[Raw records]
○ ○ ○

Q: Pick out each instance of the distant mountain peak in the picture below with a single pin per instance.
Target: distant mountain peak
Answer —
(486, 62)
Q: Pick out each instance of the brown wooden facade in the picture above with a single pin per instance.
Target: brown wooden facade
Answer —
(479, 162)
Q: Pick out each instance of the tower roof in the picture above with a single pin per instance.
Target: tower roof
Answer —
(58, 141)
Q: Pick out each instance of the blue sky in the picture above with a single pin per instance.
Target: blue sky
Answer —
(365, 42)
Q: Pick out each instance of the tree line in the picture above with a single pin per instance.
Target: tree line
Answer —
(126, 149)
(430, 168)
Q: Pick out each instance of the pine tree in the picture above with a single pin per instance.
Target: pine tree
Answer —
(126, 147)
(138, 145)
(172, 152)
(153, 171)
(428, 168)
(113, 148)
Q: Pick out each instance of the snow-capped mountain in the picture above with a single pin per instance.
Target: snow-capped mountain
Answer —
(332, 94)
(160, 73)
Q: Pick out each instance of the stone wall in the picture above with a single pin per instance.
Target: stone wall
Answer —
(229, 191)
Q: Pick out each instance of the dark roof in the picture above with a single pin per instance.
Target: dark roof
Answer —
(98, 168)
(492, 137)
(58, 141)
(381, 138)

○ ○ ○

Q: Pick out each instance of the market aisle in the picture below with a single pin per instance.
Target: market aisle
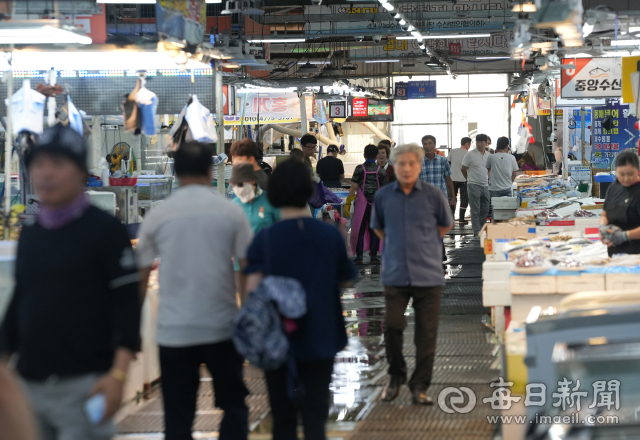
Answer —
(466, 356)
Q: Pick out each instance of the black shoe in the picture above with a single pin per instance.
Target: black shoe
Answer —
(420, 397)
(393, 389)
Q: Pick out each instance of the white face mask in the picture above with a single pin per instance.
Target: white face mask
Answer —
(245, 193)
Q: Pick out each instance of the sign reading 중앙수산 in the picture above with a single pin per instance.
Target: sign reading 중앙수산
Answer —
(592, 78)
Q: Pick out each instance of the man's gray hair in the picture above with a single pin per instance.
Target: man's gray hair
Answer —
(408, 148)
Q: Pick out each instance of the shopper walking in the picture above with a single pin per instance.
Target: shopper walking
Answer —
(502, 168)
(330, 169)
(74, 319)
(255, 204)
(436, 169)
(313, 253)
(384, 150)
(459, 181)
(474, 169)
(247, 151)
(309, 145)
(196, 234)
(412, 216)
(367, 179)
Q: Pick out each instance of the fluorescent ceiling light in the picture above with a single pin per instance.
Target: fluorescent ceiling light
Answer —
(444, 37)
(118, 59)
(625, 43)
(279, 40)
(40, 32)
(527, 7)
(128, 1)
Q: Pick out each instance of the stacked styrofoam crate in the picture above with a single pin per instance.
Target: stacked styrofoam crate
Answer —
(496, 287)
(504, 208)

○ ○ ○

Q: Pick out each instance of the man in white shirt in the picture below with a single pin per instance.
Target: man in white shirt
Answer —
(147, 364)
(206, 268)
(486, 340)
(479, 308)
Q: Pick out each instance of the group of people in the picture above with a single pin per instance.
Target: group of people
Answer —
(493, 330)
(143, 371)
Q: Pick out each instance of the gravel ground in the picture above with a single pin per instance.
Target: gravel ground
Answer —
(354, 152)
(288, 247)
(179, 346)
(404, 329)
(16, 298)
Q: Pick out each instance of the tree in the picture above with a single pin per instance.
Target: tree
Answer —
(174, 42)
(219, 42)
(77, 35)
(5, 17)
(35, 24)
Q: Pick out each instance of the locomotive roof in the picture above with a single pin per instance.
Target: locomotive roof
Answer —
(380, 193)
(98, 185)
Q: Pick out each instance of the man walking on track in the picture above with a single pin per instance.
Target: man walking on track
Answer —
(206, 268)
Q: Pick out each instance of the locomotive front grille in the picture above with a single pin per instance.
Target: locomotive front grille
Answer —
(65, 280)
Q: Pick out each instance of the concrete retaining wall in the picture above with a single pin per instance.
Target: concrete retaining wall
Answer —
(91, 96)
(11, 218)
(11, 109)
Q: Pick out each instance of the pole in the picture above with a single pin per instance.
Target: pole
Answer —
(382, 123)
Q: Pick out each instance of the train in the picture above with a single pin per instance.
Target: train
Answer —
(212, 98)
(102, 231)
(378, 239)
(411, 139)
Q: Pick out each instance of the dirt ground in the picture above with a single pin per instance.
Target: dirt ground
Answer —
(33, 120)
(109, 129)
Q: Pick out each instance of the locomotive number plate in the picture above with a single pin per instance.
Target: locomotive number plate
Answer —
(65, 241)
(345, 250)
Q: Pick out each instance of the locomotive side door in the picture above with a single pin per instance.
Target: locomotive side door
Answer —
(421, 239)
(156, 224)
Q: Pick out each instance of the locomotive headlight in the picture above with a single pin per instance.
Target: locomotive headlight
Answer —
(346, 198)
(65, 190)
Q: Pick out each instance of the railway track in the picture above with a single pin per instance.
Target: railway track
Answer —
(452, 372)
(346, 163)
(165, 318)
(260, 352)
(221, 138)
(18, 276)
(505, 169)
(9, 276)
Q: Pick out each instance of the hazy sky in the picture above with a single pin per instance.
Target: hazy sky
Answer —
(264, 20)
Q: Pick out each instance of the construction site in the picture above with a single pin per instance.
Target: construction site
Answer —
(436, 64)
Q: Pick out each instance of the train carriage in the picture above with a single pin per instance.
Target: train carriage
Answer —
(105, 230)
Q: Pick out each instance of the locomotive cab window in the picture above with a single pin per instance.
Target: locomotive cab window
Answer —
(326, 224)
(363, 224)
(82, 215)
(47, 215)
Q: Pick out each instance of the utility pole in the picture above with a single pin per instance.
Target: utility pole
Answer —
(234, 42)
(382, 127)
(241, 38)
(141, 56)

○ ○ ○

# [Work required]
Gather every line of the material above that contains the word "market". Case counts, so uppercase and lowercase letters must match.

# [Completed task]
Q: Pick out each instance of the market aisle in the picture below with a single pin per instance.
Target: market aisle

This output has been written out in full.